#### Document passage ####

Nice piece on innovation by Malcolm Gladwell in his usual breezy, readable style. This bit in particular resonated with me:
“You can be one of the most successful makers of enterprise technology products the world has ever known, but that doesn’t mean your instincts will carry over to the consumer market,” the tech writer Harry McCracken recently wrote. “They’re really different, and few companies have ever been successful in both.”
Nice little ending too. Read all the way through without skipping. Cheating won't be as fun!
This was published a few months ago. Not directly related to Steve Jobs's demise.
...on current evidence. Six months ago, I called a top on Apple. Since then, the stock price has continue to rise, briefly making it the world's largest publicly listed company by market capitalisation last week. Cue many excited articles. I can't be bothered to link any more. There were also more sensible articles from Paid Content (which contains the hilarious quote: "Microsoft is finally taking mobile seriously but its legal department has had more success than its product development people") and the WSJ among others telling us why such comparisons are, apart from their entertainment value, pointless and stupid.
More important than the symbolism of becoming the world's most valuable company -- note that they were helped by a 14% fall in Exxon Mobil's share price -- is the fact that Apple's stock price rose 4% over the same period, going bang against my prediction.
However, what does all of this mean for the future? Will Apple continue to generate outstanding returns for its shareholders? I remain cynical, but maybe that's just bias. There is the problem of being so big: how do you grow even bigger at the same pace as historically? Lex is doubtful, but perhaps not as much as me. Aswath Damodaran was optimistic as of January. Time will tell. Let's check back in six more months.
The idea of checking back in six months reminds me of this funny Ellen Degeneres quote I once came across, which you are welcome to use to make fun of me:
The good psychic would pick up the phone before it rang. Of course it is possible there was no one on the other line. Once she said "God Bless you." I said, "I didn't sneeze." She looked deep into my eyes and said, "You will, eventually." And damn it if she wasn't right. Two days later I sneezed.
Ok, new to me but perhaps not to others who follow the space more closely than I do.

#### Entries provided ####

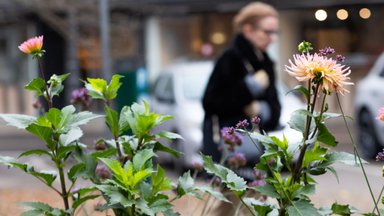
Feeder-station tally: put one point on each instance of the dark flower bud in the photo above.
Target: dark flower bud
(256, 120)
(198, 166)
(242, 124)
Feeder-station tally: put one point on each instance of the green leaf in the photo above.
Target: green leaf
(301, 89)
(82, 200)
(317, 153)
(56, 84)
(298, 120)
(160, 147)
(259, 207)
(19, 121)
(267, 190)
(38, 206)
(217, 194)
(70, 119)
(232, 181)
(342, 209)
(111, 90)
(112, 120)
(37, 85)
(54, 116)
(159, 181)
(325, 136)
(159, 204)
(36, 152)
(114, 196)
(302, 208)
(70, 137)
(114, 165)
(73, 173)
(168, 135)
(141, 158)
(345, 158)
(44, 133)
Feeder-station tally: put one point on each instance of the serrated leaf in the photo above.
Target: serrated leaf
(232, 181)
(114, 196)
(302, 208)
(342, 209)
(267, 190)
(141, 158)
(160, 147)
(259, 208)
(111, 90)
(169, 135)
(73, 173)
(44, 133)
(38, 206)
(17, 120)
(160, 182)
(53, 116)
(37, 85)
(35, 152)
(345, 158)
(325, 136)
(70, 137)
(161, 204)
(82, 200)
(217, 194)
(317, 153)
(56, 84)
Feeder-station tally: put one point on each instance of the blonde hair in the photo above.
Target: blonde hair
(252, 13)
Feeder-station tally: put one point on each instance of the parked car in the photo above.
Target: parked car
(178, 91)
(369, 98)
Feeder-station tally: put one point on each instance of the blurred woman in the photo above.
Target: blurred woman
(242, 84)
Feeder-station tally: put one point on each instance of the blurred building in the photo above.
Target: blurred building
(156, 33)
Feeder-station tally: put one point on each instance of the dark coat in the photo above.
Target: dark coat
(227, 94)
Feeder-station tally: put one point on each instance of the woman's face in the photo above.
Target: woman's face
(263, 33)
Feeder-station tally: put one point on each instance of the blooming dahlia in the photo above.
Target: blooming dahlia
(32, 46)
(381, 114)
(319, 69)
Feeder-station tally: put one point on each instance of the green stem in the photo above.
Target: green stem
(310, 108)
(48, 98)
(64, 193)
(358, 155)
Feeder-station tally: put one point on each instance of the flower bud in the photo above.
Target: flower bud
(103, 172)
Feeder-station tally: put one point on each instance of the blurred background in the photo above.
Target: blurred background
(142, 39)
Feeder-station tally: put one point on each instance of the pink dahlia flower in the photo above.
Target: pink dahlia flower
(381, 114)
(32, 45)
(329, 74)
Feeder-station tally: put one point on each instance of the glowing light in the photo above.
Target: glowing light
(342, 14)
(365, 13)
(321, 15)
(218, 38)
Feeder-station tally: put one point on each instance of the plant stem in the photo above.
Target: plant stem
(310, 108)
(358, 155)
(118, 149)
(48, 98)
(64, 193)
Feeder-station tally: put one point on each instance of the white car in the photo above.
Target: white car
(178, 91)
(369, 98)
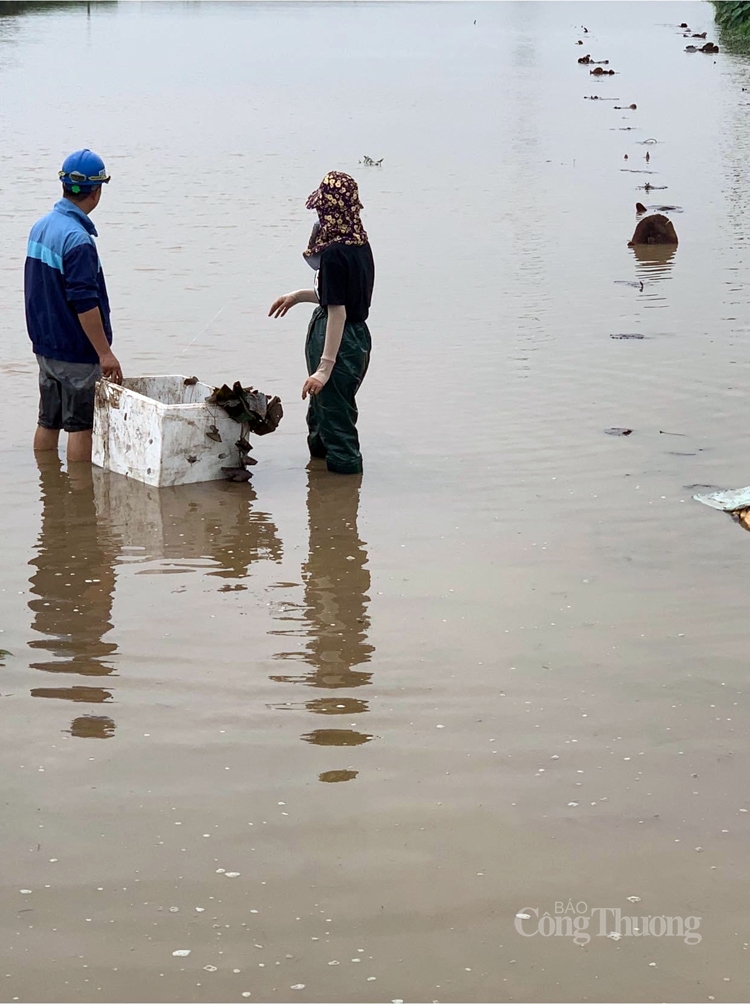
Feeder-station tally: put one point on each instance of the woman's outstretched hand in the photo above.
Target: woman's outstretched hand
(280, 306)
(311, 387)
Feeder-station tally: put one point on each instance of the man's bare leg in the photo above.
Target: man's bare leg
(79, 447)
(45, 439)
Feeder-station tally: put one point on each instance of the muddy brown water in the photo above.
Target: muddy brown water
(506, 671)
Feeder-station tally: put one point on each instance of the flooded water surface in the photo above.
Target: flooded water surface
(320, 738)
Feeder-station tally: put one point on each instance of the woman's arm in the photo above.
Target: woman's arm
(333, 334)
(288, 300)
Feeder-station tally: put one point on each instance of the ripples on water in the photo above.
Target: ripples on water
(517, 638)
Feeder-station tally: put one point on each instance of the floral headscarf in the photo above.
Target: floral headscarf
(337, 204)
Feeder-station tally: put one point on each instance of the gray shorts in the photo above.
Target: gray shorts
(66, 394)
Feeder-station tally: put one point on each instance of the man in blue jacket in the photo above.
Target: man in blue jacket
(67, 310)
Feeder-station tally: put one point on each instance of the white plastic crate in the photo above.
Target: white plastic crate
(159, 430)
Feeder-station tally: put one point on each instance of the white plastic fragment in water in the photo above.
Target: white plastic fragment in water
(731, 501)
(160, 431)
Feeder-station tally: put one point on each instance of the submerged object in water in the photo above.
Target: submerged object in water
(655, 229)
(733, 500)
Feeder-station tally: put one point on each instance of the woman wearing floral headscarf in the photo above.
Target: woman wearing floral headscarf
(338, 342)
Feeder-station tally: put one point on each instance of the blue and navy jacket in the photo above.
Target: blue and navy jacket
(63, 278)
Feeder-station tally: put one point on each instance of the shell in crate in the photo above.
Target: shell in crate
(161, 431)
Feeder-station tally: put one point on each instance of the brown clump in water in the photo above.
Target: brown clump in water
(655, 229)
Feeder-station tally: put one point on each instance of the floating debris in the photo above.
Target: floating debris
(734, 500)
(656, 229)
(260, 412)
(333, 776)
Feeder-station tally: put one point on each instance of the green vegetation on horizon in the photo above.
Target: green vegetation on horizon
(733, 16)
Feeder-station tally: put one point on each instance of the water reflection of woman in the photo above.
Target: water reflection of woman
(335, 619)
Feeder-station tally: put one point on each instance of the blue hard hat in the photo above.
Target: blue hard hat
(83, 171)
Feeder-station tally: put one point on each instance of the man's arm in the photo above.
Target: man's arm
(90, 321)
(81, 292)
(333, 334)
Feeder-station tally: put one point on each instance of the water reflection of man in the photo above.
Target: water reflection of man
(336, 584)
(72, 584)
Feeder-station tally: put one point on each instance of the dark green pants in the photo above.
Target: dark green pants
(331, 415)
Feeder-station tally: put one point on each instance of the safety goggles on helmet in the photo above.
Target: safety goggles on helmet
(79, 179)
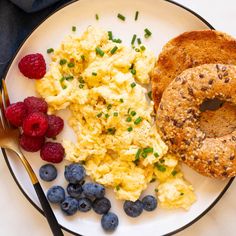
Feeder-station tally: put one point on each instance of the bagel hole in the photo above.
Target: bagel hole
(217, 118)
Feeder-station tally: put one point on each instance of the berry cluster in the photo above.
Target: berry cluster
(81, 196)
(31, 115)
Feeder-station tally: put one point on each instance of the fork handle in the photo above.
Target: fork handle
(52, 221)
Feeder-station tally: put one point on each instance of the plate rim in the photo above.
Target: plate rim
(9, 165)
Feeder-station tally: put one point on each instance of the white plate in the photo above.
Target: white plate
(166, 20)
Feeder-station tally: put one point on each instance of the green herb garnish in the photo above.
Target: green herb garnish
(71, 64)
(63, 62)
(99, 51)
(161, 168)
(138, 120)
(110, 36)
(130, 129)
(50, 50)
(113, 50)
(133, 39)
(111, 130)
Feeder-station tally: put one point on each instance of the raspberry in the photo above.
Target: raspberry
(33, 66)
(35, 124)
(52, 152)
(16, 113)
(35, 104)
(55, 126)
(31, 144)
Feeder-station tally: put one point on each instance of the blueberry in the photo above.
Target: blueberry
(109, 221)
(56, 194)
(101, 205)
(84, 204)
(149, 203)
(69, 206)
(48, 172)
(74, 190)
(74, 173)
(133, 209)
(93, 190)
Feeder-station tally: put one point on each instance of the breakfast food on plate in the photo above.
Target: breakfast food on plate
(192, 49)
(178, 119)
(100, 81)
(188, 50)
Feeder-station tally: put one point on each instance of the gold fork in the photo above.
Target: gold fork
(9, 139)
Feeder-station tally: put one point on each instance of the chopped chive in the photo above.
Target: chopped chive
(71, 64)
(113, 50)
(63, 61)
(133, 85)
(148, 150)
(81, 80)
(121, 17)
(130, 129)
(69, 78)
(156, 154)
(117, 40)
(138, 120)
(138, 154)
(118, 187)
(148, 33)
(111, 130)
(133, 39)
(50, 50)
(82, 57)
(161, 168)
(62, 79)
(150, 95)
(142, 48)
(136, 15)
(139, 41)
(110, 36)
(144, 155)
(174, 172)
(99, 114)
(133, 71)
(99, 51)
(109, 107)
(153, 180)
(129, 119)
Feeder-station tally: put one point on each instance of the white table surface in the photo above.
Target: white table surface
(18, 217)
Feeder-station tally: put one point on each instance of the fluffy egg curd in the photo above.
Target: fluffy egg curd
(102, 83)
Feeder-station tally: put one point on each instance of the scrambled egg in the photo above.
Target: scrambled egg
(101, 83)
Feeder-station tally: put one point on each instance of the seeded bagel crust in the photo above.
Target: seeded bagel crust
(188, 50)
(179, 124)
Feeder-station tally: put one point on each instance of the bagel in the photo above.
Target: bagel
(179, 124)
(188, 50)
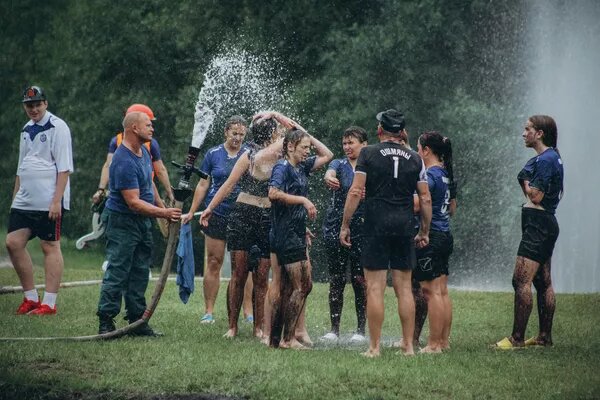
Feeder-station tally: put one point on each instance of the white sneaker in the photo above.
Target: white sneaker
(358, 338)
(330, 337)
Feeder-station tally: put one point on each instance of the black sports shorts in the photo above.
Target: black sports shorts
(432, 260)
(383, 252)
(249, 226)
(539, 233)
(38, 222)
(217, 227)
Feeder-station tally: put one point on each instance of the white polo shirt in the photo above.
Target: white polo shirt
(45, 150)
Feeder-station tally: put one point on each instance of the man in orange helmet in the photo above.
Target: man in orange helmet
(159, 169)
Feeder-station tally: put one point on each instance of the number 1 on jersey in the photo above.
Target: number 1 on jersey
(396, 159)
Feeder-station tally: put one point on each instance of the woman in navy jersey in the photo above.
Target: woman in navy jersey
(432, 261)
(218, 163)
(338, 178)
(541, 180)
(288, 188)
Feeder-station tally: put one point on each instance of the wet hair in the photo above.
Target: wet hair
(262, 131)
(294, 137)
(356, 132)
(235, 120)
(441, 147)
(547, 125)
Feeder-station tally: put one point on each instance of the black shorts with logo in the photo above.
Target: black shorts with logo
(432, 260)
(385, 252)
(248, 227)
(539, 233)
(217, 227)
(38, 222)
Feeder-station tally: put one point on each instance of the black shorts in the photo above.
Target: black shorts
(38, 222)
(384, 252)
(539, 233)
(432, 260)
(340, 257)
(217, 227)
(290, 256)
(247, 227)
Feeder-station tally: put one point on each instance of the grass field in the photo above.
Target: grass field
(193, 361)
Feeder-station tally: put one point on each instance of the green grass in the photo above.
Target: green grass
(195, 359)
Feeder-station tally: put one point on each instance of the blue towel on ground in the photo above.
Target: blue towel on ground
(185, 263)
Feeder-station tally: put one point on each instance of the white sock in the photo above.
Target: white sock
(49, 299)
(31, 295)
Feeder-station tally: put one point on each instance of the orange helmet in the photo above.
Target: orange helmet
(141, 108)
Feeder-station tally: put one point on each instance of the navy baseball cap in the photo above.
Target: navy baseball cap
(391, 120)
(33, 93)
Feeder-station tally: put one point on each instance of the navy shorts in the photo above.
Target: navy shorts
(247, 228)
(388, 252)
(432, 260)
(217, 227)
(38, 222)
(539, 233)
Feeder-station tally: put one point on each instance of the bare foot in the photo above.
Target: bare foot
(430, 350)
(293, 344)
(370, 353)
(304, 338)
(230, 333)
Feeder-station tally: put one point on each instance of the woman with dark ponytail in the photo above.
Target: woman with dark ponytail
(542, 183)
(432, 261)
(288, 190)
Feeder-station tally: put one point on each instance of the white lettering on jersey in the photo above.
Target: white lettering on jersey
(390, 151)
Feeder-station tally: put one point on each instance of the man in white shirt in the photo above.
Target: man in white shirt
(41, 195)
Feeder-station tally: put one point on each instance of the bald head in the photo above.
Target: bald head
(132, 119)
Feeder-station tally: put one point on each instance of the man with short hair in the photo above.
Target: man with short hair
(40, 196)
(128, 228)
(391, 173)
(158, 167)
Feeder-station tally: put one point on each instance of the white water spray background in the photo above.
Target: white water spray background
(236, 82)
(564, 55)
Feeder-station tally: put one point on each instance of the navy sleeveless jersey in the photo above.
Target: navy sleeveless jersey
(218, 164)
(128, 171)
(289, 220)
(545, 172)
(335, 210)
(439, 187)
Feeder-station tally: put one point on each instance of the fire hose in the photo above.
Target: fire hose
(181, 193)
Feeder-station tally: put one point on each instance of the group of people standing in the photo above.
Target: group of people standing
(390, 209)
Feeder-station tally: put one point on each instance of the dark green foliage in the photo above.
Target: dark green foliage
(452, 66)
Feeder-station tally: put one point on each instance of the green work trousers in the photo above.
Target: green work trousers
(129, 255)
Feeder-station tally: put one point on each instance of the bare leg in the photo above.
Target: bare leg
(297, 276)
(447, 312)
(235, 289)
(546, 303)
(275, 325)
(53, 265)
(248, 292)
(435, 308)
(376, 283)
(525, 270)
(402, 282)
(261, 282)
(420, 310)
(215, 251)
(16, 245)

####

◆ Problem set ◆
a) Copy the section of the blog post starting at "The idea of" and ending at "later I sneezed.", renaming "psychic" to "fortune teller".
b) List every person the blog post names by full first and last name.

◆ Answers by item number ◆
a)
The idea of checking back in six months reminds me of this funny Ellen Degeneres quote I once came across, which you are welcome to use to make fun of me:
The good fortune teller would pick up the phone before it rang. Of course it is possible there was no one on the other line. Once she said "God Bless you." I said, "I didn't sneeze." She looked deep into my eyes and said, "You will, eventually." And damn it if she wasn't right. Two days later I sneezed.

b)
Malcolm Gladwell
Harry McCracken
Steve Jobs
Aswath Damodaran
Ellen Degeneres